### TASK ITEM
What is needed here is a word-for-word copy of all the entries below.

#### DATASET CONTENT ####

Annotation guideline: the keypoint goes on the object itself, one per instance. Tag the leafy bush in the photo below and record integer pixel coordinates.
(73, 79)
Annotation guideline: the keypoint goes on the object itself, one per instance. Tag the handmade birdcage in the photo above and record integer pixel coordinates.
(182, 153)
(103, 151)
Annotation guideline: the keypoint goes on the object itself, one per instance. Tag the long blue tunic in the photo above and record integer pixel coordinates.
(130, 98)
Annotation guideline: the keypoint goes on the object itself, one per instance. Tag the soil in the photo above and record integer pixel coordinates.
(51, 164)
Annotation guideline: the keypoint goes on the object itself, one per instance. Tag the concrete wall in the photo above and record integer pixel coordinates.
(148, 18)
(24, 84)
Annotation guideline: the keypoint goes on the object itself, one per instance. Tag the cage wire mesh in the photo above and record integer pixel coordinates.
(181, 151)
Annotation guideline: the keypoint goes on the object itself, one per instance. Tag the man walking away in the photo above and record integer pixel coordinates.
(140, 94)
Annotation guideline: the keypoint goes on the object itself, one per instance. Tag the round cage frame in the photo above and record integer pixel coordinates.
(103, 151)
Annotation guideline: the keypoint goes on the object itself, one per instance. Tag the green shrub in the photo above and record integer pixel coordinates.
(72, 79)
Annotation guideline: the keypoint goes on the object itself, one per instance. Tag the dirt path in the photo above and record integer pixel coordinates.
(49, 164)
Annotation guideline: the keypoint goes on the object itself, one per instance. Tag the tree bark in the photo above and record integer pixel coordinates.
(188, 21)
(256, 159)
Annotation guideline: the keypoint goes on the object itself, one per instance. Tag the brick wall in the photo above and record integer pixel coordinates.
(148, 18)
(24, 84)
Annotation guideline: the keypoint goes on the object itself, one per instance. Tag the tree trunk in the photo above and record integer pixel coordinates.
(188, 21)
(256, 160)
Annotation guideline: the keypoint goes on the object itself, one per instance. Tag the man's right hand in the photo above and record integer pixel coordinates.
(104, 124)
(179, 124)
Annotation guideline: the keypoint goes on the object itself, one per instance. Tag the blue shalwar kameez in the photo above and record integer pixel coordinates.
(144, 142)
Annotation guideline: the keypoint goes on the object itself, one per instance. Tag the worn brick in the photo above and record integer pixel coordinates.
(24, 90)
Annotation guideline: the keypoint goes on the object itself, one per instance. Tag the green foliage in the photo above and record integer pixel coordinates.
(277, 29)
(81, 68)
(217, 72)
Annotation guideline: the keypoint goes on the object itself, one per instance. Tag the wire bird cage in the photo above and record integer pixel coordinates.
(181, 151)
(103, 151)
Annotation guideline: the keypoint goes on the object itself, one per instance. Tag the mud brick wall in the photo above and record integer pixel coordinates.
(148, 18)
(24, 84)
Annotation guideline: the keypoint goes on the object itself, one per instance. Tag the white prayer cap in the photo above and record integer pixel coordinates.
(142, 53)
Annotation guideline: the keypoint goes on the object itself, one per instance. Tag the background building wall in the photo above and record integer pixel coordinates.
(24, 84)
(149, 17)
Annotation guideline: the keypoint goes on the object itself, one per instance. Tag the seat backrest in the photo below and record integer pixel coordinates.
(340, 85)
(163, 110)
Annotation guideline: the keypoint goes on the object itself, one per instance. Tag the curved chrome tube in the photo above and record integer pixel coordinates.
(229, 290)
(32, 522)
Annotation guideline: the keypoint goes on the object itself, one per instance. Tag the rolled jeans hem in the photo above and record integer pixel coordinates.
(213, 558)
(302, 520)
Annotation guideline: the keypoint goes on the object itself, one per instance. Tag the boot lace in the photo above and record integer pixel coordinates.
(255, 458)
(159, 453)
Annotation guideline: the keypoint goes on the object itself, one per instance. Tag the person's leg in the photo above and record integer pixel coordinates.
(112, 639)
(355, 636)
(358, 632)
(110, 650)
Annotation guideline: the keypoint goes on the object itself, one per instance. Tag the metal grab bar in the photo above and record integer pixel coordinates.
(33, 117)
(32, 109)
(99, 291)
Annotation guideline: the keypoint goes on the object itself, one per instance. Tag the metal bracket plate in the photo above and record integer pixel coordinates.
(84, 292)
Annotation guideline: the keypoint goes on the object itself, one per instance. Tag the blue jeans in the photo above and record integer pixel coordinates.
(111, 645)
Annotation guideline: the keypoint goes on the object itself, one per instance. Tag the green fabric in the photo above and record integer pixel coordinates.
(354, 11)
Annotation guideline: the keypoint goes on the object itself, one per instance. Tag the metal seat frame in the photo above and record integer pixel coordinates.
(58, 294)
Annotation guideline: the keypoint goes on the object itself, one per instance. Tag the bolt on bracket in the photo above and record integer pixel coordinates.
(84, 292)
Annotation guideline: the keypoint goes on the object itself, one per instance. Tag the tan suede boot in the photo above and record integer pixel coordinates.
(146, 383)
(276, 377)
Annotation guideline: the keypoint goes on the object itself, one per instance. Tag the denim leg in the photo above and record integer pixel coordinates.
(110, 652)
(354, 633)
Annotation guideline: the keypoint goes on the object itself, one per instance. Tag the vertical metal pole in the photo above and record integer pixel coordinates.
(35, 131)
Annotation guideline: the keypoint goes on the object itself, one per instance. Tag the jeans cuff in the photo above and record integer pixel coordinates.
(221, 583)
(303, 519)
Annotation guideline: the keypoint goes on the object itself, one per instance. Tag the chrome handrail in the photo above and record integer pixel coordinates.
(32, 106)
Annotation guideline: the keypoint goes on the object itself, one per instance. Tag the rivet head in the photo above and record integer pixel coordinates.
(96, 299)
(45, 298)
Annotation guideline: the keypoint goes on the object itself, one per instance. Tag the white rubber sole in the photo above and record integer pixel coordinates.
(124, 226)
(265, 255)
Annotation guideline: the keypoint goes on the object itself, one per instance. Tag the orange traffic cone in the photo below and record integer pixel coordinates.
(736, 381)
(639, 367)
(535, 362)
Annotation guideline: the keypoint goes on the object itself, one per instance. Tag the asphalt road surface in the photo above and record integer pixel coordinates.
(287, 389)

####

### EXERCISE RESPONSE
Annotation guideline: the keypoint goes on the object itself, one per instance. Tag the leafy bush in the photo below and record integer pixel coordinates.
(73, 79)
Annotation guideline: the keypoint goes on the object itself, one per instance. Tag the handmade birdcage in the photo above and record integer pixel coordinates.
(182, 153)
(103, 151)
Annotation guideline: the keypoint goes on the object itself, one per instance. Tag the long blue tunic in the photo above and record integer pixel coordinates.
(130, 98)
Annotation guideline: the keypoint goes on the object itself, one per instance. Tag the soil in the photo above and record integer pixel coordinates.
(51, 164)
Annotation guideline: the keypoint goes on the object itself, one per instance. Tag the concrete wall in the photo above and record integer pixel coordinates.
(148, 18)
(24, 84)
Annotation guideline: the keypoint goes on the object itself, one per instance. Tag the cage wire mesh in the photo above and record integer pixel coordinates.
(181, 151)
Annotation guideline: the keypoint goes on the object itself, one per instance. Tag the man walking away in the photo above and record integer pixel coordinates.
(140, 94)
Annotation guideline: the keypoint goes on the object itself, one per instance. Tag the round cage frame in the photo above and record integer pixel coordinates.
(103, 151)
Annotation guideline: the keypoint goes on the object itself, one per instance. Tag the green shrub in the photo above and record integer pixel coordinates.
(72, 79)
Annotation guideline: the keypoint goes on the object itself, one per instance. Tag the dirt path in the photo above and record integer pixel coordinates.
(49, 164)
Annotation guideline: the keypoint goes on the object itself, one per instance. Tag the tree bark in the photo above and record integer pixel coordinates.
(188, 21)
(256, 159)
Annotation guideline: the keypoint goes on the object itself, one per instance. Tag the brick wall in the photo above and record integer pixel coordinates.
(148, 18)
(24, 84)
Annotation guideline: the keypoint goes on the object itself, one per instance. Tag the tree trunk in the photo above and record integer pixel coordinates.
(188, 21)
(256, 160)
Annotation guideline: the keypoint goes on the object itself, one per instance. Tag the man's right hand in the photo above and record integer pixel coordinates.
(104, 124)
(179, 124)
Annotation guideline: the keypoint goes on the object itself, one per instance. Tag the blue shalwar kameez in the photo above and record integer pixel coordinates.
(144, 142)
Annotation guideline: the keypoint goes on the object itself, one per instance. Tag the worn brick in the photo above and record integer pixel coordinates.
(24, 90)
Annotation guideline: the keypoint goes on the object itself, one per instance. Tag the green foliage in the photo above and record integer pixel coordinates.
(277, 29)
(81, 68)
(217, 72)
Annotation guideline: the keypoint goes on the object itself, one per instance. Tag the wire bird cage in the photo above and record integer pixel coordinates.
(181, 151)
(103, 151)
Annotation guideline: the keypoint goes on the object itself, one per instance. Tag the mud brick wall in the photo above and record integer pixel coordinates.
(148, 18)
(24, 84)
Annotation guideline: the keypoint goes on the object itself, one per instance. Tag the white prayer cap in the photo above and record integer pixel coordinates.
(142, 53)
Annotation guideline: the keypoint goes on the object itself, one per instance. Tag the background building wall in the photo above and record integer pixel coordinates.
(24, 84)
(149, 17)
Annotation guideline: the keypoint goes on the object itself, one per instance. Tag the seat backrest in the photo below and record integer pixel coordinates.
(340, 85)
(163, 110)
Annotation guideline: the keypoint goes on the object itself, one per instance. Tag the curved chrome tube in the photo above and record integer pixel coordinates.
(229, 290)
(32, 522)
Annotation guideline: the keypoint goes on the object itself, one per instance. Tag the rolled jeans hem in the photo above and record integer pixel coordinates.
(213, 558)
(302, 520)
Annotation guideline: the keypoint goes on the object itself, one per instance. Tag the boot lace in the photo above and record integer pixel coordinates.
(255, 458)
(159, 453)
Annotation guideline: the keypoint goes on the object itself, one per instance. Tag the person's leg in the photo above and record integer pixel coordinates.
(112, 639)
(355, 636)
(358, 632)
(110, 650)
Annotation guideline: the keypoint goes on the object itself, one per instance. Tag the metal grab bar in the photo above and record integer pixel coordinates.
(33, 117)
(32, 109)
(99, 291)
Annotation guideline: the keypoint goes on the object itself, one per instance. Tag the metal bracket plate in the photo above and record integer pixel coordinates.
(84, 292)
Annotation guideline: the keypoint goes on the object itself, one per instance. Tag the blue jeans in the photo above and record integer pixel coordinates.
(111, 645)
Annotation guideline: the keypoint goes on the object itself, one per instance. Tag the green fabric in the photo above and record integer pixel coordinates.
(354, 11)
Annotation guideline: the keypoint goes on the object itself, one per instance. Tag the metal seat frame in the photo above and record integer pixel coordinates.
(58, 294)
Annotation guideline: the keypoint goes on the object itself, one per instance. Tag the bolt on bracket in the photo above and record integer pixel coordinates.
(84, 292)
Annotation guideline: the keypoint goes on the object itself, one per instance. Tag the tan suede boot in the photo above and record integer pixel coordinates.
(146, 383)
(276, 377)
Annotation guideline: the keypoint goes on the object itself, one per instance. Tag the denim leg in the photo above and record integer pixel coordinates.
(110, 652)
(354, 633)
Annotation guideline: the keypoint goes on the object itself, one per instance. Tag the vertical metal pole in the photo above and record integer pixel coordinates.
(35, 131)
Annotation guideline: the keypoint goes on the object itself, one per instance. Tag the jeans cuff in the photo above and record integer pixel coordinates.
(221, 583)
(303, 519)
Annotation guideline: the keypoint goes on the object itself, one per instance. Tag the chrome handrail in the photo above and record integer pixel coordinates.
(32, 106)
Annotation guideline: the keypoint goes on the object itself, one per instance. Tag the rivet head in the photo above and record integer pixel coordinates.
(96, 299)
(45, 298)
Annotation guideline: the keypoint goes on the object itself, one per instance. Tag the white rubber sole in the photo above and record integer pixel coordinates.
(124, 226)
(265, 255)
Annotation guideline: the keypoint goes on the object itself, one per instance. Tag the orange traffic cone in the photo below and record integer pixel coordinates.
(736, 381)
(639, 367)
(535, 362)
Annotation guideline: the keypoint goes on the object itself, one per instance. Tag the asphalt road surface in the photo above and record integer pixel coordinates.
(287, 389)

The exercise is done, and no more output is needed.